Task requirements:
Reproduce all of the entries below exactly, without images.

Source data
----------------------------------------
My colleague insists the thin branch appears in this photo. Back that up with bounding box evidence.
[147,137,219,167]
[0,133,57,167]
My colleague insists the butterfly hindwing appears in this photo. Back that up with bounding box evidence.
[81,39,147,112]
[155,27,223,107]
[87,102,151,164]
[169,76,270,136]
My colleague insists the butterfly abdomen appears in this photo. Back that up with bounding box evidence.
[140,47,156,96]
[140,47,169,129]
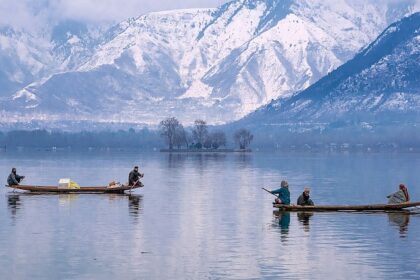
----------------------------------------
Task result:
My colleague insists the thin branch appears in this photo. Back that up with bounding box evidence.
[147,137,219,167]
[0,133,57,167]
My colleague insists the butterfly hindwing appears in this photo. Back that up with bounding box evidence.
[81,39,147,112]
[155,27,223,107]
[87,102,151,164]
[169,76,270,136]
My colleague insists the butterfly abdomen appears in this photo. Back that up with bounding box evidence.
[140,47,156,96]
[140,47,169,129]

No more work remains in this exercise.